What is expected: Copy every line of the records below where the word "building" occurs.

Information given:
════════════════════

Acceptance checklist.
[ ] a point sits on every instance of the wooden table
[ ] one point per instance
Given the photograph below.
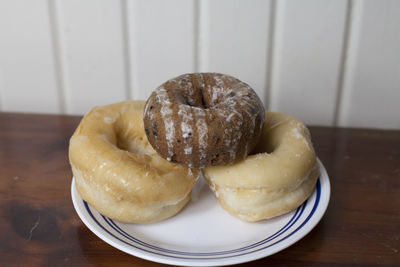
(39, 225)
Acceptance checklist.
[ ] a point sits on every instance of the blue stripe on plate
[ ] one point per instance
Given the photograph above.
(218, 254)
(270, 238)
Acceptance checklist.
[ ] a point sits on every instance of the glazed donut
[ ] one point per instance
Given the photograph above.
(203, 119)
(277, 178)
(118, 172)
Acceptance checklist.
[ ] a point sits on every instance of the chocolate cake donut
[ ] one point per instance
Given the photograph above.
(203, 119)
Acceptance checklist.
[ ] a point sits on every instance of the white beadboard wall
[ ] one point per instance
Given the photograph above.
(334, 63)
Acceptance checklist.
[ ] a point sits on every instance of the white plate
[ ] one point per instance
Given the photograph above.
(203, 234)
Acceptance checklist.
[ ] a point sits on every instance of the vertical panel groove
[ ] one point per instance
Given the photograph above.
(196, 36)
(270, 52)
(348, 64)
(343, 62)
(126, 49)
(274, 56)
(54, 28)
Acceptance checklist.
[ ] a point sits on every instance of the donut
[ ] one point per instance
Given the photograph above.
(203, 119)
(278, 176)
(118, 172)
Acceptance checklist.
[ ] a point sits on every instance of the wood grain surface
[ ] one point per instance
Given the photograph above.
(39, 226)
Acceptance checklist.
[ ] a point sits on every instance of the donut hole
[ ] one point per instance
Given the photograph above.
(127, 138)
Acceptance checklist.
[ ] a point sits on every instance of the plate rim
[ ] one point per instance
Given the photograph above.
(310, 222)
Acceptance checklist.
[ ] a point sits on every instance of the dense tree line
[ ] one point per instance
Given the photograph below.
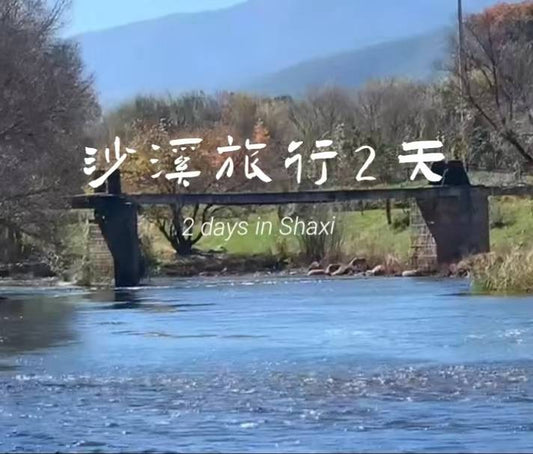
(482, 110)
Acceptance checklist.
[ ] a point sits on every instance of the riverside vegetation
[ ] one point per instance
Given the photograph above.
(463, 109)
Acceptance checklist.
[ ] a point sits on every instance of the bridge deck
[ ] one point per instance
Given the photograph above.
(314, 197)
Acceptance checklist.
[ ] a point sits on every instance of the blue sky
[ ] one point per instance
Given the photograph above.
(89, 15)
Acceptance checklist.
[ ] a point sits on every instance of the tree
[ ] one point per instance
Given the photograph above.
(153, 121)
(46, 105)
(498, 63)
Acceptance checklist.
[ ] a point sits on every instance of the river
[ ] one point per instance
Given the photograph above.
(271, 364)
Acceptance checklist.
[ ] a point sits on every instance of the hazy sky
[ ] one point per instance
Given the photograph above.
(88, 15)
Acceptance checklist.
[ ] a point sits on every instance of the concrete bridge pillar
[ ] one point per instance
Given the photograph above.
(459, 224)
(117, 219)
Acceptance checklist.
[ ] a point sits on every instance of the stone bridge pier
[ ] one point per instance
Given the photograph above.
(455, 218)
(458, 224)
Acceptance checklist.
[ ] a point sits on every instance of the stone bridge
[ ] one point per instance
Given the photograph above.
(457, 217)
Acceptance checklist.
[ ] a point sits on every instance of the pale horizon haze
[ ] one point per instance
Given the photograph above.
(93, 15)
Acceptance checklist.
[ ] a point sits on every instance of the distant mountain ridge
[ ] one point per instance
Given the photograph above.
(421, 57)
(236, 47)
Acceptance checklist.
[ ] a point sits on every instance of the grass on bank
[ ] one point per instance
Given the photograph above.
(363, 233)
(508, 269)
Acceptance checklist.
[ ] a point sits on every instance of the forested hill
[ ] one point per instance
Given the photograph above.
(230, 48)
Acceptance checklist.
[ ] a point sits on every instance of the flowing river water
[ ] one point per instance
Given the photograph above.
(270, 364)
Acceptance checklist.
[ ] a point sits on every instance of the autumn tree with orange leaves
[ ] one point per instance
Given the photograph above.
(497, 76)
(150, 132)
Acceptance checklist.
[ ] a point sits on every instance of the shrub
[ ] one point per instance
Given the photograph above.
(511, 272)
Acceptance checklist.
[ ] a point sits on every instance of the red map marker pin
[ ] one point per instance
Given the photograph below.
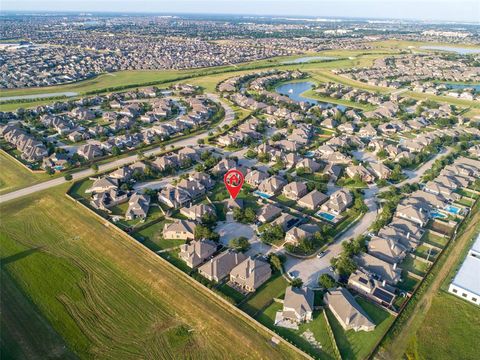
(233, 180)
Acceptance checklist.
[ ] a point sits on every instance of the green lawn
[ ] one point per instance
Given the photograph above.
(273, 288)
(450, 331)
(408, 283)
(358, 345)
(434, 239)
(414, 265)
(14, 176)
(105, 295)
(151, 237)
(317, 326)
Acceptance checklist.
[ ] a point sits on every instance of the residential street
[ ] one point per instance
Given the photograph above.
(229, 117)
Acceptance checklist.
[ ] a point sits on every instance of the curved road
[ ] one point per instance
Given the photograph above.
(229, 117)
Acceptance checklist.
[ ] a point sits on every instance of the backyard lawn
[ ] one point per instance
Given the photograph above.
(317, 326)
(433, 239)
(414, 265)
(273, 288)
(449, 318)
(358, 345)
(14, 176)
(106, 296)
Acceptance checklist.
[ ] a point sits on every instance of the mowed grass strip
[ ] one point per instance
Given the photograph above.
(450, 331)
(14, 176)
(110, 298)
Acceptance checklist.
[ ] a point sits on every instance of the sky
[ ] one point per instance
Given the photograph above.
(430, 10)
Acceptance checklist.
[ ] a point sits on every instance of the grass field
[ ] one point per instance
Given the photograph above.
(406, 330)
(358, 345)
(273, 288)
(317, 326)
(14, 176)
(449, 331)
(106, 296)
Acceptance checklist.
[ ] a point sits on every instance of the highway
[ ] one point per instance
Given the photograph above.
(229, 117)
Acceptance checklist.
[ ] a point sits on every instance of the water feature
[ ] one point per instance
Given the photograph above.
(458, 50)
(307, 59)
(294, 91)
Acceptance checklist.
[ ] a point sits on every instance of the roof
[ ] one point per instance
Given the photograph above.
(298, 299)
(344, 305)
(467, 277)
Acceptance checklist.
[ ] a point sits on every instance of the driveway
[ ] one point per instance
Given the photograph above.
(229, 117)
(309, 270)
(232, 229)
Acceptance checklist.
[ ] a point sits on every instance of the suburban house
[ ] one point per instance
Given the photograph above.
(103, 184)
(218, 268)
(250, 274)
(378, 291)
(295, 234)
(197, 252)
(380, 170)
(387, 249)
(313, 200)
(297, 307)
(338, 202)
(180, 229)
(255, 177)
(412, 213)
(360, 172)
(268, 212)
(138, 206)
(174, 197)
(388, 272)
(196, 212)
(308, 165)
(272, 186)
(294, 190)
(347, 311)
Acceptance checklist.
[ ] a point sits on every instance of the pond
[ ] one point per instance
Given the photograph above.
(476, 87)
(307, 59)
(458, 50)
(294, 91)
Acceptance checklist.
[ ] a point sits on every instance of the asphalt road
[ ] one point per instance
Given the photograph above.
(229, 117)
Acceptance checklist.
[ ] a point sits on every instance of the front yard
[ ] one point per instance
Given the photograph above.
(318, 327)
(358, 345)
(273, 288)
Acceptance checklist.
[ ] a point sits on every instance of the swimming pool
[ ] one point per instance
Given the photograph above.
(453, 209)
(263, 195)
(326, 216)
(438, 215)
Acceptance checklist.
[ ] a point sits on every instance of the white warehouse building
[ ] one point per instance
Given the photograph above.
(466, 283)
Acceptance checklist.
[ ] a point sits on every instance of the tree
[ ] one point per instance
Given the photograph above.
(203, 232)
(116, 151)
(326, 281)
(297, 282)
(276, 261)
(240, 243)
(272, 233)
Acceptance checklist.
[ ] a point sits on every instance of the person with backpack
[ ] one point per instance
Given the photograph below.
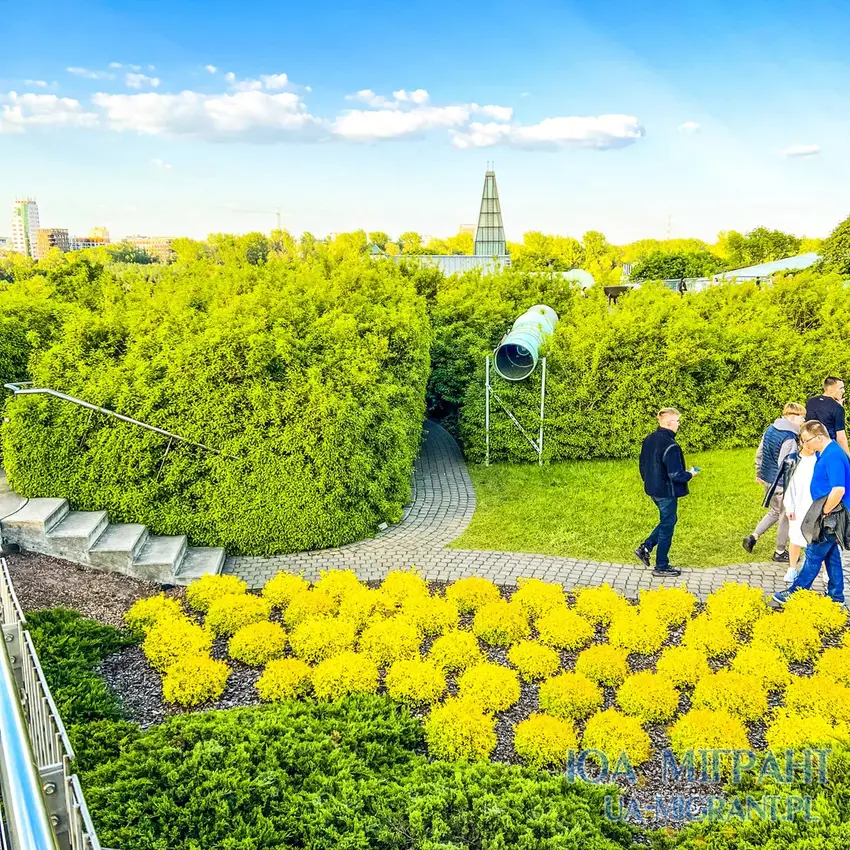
(665, 481)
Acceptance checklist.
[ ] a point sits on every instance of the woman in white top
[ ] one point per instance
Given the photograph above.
(797, 501)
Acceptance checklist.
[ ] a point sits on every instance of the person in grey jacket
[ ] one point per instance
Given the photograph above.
(777, 443)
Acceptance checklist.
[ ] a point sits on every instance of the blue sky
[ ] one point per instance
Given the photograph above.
(620, 117)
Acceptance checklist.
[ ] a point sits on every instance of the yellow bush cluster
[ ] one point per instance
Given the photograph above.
(492, 686)
(743, 696)
(682, 666)
(649, 697)
(283, 679)
(613, 733)
(459, 730)
(194, 680)
(542, 740)
(564, 629)
(570, 696)
(671, 605)
(207, 589)
(604, 664)
(533, 660)
(599, 605)
(501, 623)
(538, 597)
(415, 683)
(470, 594)
(227, 614)
(456, 651)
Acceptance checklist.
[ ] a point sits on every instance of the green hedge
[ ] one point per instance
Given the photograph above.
(728, 358)
(312, 376)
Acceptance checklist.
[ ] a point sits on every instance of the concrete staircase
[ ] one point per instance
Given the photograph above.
(49, 527)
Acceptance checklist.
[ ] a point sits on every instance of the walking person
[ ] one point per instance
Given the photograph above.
(826, 523)
(828, 409)
(665, 481)
(778, 443)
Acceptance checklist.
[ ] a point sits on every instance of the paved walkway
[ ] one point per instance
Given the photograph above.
(443, 505)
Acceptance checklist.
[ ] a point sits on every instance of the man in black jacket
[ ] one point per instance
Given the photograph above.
(665, 480)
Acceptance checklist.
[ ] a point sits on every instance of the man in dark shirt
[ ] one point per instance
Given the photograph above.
(829, 410)
(665, 481)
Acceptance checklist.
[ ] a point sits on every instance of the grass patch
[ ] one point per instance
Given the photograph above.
(597, 510)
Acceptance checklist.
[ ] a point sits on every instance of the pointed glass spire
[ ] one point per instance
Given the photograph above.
(490, 235)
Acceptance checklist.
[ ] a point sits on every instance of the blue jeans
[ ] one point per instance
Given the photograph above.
(816, 554)
(662, 534)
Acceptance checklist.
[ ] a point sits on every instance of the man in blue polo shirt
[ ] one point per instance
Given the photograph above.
(831, 481)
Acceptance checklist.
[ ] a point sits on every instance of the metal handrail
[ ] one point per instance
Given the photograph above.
(18, 389)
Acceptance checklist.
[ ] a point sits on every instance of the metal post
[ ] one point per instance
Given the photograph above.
(542, 409)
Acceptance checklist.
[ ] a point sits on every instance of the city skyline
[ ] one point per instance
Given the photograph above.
(638, 123)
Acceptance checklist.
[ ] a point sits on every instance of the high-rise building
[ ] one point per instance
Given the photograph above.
(25, 226)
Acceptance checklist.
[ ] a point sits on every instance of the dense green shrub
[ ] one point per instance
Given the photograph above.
(312, 376)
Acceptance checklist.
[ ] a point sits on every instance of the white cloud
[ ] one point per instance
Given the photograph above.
(250, 116)
(601, 133)
(90, 75)
(797, 151)
(138, 81)
(21, 111)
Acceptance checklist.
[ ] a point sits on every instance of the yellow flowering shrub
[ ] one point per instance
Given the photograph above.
(570, 696)
(456, 651)
(743, 696)
(395, 639)
(470, 594)
(826, 616)
(818, 695)
(713, 638)
(763, 662)
(315, 640)
(562, 628)
(201, 594)
(492, 686)
(604, 664)
(415, 683)
(459, 730)
(308, 605)
(258, 643)
(682, 666)
(501, 623)
(538, 597)
(613, 733)
(791, 731)
(671, 605)
(739, 606)
(637, 632)
(542, 740)
(194, 680)
(599, 605)
(703, 729)
(284, 679)
(796, 638)
(280, 588)
(649, 697)
(345, 674)
(172, 638)
(533, 660)
(433, 615)
(229, 613)
(835, 664)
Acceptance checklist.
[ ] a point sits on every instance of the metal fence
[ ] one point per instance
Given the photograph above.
(43, 804)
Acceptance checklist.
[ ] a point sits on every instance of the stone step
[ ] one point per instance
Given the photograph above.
(160, 558)
(199, 560)
(118, 546)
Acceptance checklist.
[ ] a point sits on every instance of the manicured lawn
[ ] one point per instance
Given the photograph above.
(598, 510)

════════════════════

Answer to this problem:
[ ] a point sits on every instance of the white warehouse building
[ ] a point sits on every instance of the high-rise building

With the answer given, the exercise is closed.